►

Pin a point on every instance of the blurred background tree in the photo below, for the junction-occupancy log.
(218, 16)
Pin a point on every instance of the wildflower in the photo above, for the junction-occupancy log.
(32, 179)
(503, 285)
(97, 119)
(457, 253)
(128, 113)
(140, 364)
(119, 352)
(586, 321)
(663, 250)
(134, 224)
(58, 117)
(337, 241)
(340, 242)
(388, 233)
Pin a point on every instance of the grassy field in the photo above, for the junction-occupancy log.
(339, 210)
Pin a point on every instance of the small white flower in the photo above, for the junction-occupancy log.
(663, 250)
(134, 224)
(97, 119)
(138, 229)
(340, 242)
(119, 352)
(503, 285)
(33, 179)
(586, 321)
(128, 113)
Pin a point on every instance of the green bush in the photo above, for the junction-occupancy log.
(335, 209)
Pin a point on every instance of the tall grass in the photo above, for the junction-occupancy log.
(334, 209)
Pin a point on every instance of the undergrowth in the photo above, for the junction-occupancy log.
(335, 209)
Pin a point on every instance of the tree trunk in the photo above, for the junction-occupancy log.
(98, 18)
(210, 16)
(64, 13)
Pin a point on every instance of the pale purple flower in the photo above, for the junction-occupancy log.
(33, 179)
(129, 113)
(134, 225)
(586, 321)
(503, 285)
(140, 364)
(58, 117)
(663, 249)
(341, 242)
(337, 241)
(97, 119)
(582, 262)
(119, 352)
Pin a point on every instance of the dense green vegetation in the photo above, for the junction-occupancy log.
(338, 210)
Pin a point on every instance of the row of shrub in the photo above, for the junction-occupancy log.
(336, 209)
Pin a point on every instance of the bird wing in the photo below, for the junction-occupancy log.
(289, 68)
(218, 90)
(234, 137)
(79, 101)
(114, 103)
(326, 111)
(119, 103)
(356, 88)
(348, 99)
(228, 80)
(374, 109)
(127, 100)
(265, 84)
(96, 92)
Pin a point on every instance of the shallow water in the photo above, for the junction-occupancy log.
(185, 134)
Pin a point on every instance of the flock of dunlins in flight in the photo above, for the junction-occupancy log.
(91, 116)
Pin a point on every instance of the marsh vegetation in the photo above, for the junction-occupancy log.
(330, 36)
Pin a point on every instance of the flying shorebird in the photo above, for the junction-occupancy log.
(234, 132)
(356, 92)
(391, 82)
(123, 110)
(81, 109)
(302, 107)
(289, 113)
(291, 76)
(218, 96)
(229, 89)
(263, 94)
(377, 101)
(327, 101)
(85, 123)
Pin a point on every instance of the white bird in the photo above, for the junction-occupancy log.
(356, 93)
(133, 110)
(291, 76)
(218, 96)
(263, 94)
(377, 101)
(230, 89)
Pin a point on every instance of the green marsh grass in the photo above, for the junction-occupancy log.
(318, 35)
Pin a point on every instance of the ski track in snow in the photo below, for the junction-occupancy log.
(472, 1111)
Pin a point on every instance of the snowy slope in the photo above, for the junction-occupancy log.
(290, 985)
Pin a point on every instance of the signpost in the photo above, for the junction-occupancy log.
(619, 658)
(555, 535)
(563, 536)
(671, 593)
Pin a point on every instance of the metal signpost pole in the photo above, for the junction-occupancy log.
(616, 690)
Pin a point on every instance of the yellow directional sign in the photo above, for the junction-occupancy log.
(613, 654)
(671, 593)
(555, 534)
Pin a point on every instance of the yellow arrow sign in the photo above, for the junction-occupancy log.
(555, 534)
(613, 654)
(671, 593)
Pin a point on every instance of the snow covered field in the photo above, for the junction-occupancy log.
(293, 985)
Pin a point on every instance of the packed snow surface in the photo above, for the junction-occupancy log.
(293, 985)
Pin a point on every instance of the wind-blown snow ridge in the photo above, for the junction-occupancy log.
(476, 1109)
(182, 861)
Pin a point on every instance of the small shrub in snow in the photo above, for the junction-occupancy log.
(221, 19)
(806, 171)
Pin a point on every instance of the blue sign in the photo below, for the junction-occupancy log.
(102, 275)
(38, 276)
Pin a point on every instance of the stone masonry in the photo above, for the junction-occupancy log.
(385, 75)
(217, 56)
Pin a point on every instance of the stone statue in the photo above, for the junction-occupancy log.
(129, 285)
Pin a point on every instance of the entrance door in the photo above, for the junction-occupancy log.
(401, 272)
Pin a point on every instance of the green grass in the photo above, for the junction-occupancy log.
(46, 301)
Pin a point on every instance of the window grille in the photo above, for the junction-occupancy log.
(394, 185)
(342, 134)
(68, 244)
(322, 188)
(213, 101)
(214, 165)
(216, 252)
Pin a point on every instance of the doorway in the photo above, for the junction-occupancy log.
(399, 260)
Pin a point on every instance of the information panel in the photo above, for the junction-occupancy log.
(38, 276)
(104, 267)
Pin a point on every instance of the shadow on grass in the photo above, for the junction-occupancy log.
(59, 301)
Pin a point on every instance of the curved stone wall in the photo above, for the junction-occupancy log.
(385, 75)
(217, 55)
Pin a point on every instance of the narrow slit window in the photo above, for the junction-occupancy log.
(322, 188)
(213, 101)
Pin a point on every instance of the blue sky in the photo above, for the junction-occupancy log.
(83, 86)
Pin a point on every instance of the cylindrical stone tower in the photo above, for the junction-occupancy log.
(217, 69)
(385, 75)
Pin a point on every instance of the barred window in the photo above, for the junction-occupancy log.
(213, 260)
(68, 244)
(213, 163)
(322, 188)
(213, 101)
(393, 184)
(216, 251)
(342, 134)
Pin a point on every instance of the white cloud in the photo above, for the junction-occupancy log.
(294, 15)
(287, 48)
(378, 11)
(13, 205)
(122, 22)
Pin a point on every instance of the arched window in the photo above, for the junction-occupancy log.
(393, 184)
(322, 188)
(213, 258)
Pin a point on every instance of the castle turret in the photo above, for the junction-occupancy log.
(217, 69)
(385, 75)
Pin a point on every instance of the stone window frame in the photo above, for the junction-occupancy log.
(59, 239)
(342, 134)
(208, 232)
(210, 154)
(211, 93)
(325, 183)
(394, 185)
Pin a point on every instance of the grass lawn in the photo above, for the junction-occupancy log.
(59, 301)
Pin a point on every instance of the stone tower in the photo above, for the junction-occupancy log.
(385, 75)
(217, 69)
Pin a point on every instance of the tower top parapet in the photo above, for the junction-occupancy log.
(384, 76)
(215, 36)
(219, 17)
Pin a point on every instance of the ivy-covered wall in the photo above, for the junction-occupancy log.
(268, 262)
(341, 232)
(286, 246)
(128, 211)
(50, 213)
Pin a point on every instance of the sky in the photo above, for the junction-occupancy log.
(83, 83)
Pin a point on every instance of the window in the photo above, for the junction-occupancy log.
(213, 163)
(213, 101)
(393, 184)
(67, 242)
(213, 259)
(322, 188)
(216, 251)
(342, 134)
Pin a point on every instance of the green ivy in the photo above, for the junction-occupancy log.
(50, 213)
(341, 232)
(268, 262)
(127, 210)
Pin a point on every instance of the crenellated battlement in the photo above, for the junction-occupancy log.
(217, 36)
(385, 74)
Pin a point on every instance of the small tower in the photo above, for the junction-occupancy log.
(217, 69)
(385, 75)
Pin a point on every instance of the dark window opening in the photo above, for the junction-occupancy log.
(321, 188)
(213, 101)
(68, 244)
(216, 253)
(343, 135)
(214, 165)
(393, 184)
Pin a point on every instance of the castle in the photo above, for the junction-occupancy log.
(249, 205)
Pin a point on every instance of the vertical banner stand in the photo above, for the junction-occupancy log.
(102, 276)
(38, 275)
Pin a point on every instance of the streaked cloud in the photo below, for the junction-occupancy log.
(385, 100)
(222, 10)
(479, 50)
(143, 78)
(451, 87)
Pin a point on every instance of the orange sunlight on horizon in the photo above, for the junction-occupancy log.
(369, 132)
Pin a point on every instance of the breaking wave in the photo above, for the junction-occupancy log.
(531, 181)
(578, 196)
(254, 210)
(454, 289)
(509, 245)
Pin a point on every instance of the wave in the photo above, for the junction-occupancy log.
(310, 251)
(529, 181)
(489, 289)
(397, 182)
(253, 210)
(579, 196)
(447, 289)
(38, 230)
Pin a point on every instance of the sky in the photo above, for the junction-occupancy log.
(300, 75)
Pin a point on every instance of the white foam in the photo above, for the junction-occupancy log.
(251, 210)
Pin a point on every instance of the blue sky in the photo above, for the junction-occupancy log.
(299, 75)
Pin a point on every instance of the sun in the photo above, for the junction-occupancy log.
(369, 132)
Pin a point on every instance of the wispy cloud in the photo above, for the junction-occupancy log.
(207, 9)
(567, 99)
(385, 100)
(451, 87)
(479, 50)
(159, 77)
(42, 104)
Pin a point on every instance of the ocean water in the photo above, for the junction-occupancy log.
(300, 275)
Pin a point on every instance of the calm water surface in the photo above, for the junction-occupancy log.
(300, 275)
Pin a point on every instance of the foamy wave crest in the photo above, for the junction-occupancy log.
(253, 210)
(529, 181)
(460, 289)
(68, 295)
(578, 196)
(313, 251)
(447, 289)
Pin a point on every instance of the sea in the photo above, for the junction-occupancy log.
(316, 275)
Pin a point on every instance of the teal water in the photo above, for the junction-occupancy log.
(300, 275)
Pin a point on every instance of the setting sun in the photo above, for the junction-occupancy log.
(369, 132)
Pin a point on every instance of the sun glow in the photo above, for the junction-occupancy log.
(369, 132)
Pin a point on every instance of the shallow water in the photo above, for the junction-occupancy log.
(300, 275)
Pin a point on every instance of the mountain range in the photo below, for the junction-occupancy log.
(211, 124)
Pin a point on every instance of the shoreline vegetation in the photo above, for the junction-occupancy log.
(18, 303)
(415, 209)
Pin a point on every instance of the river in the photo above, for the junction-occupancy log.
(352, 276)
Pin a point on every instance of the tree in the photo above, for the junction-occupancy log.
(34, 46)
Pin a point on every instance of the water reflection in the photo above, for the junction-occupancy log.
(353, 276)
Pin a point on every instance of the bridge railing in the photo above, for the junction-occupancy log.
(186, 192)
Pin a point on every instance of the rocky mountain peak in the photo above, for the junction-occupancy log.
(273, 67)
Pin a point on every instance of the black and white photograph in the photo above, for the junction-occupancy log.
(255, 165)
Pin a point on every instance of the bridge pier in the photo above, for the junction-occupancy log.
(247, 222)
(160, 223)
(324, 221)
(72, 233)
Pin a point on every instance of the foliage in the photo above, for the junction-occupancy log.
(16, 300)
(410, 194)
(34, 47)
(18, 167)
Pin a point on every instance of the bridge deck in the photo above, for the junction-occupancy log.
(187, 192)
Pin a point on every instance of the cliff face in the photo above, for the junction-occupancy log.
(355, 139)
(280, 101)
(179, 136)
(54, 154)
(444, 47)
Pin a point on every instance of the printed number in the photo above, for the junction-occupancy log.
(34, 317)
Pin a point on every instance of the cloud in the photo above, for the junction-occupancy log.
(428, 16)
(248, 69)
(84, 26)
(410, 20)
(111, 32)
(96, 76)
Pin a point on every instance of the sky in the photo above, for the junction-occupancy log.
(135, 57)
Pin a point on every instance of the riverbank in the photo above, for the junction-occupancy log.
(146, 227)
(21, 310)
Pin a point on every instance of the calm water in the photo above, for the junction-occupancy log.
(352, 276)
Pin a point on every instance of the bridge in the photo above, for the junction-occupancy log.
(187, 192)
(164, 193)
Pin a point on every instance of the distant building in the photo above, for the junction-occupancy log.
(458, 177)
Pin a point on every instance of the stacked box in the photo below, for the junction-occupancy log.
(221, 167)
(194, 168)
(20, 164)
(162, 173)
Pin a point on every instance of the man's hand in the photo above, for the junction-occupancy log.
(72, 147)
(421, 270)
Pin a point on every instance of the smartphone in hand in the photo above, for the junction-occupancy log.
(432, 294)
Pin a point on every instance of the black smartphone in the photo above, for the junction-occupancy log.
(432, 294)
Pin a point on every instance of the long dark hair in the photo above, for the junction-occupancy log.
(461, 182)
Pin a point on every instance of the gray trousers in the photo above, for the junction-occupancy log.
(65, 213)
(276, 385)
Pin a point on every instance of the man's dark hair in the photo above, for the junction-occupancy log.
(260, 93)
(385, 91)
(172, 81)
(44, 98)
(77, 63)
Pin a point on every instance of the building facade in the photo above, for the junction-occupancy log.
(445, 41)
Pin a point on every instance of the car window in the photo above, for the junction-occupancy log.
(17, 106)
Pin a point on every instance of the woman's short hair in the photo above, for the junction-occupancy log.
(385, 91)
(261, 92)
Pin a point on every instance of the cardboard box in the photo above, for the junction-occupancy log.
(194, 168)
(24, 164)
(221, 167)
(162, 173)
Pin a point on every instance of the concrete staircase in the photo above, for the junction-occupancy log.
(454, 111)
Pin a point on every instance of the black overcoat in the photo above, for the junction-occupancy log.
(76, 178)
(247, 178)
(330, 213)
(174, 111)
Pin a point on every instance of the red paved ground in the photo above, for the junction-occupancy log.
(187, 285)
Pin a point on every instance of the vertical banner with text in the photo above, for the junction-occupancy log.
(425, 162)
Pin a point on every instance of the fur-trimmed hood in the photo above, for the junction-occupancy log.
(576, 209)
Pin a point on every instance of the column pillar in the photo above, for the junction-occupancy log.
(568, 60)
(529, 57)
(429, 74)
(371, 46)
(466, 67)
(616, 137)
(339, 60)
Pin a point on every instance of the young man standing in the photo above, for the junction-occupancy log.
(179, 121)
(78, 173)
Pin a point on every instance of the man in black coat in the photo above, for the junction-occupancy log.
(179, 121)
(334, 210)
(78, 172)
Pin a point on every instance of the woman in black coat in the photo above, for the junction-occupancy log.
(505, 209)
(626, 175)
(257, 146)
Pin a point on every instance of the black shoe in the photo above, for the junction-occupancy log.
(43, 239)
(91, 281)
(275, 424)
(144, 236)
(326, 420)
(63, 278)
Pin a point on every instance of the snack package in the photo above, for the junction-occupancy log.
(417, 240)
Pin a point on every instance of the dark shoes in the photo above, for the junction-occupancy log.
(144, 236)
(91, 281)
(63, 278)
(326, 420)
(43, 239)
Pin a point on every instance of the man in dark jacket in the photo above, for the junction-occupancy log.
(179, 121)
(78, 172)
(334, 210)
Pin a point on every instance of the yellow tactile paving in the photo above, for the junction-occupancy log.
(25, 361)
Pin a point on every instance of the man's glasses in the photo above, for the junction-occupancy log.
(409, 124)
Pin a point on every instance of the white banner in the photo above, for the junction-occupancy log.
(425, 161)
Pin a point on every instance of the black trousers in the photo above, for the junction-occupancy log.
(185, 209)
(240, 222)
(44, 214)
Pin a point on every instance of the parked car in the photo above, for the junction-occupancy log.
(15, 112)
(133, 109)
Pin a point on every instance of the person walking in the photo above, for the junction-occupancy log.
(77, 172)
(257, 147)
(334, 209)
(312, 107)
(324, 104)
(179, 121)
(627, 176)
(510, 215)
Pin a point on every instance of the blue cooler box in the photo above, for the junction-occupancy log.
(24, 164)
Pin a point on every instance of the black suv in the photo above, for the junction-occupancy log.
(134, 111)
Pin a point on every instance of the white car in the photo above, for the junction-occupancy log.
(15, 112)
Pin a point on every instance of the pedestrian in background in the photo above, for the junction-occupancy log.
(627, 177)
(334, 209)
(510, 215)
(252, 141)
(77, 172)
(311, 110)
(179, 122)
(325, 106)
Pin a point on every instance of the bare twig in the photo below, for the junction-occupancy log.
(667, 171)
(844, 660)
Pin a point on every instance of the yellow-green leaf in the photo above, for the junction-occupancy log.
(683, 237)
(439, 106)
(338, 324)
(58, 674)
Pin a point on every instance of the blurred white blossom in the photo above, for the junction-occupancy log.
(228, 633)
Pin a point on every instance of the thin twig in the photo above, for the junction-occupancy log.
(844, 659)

◄

[WORK TO DO]:
Your task is to reproduce, exactly and exclusively, the lines from the one holding "Pin a point on every instance of the white car" through the final line of the listing.

[SOLUTION FOR THIS PROBLEM]:
Pin a point on every instance of the white car in the photo above, for the junction-occupancy log.
(15, 112)
Pin a point on every instance of the pedestrian in background in the photo above, for the junction-occupancy log.
(627, 177)
(334, 209)
(510, 215)
(252, 141)
(77, 172)
(311, 110)
(179, 122)
(325, 106)
Pin a point on every instance of the bare twig in the photo below, for the junction-occupancy log.
(667, 171)
(844, 660)
Pin a point on every instance of the yellow-green leaf in the photo above, for the junction-occupancy log.
(683, 237)
(439, 106)
(338, 324)
(58, 674)
Pin a point on every instance of the blurred white blossom in the photo above, for the junction-occupancy log.
(228, 633)
Pin a point on every instance of the thin twig in the photo above, for the junction-occupancy log.
(844, 659)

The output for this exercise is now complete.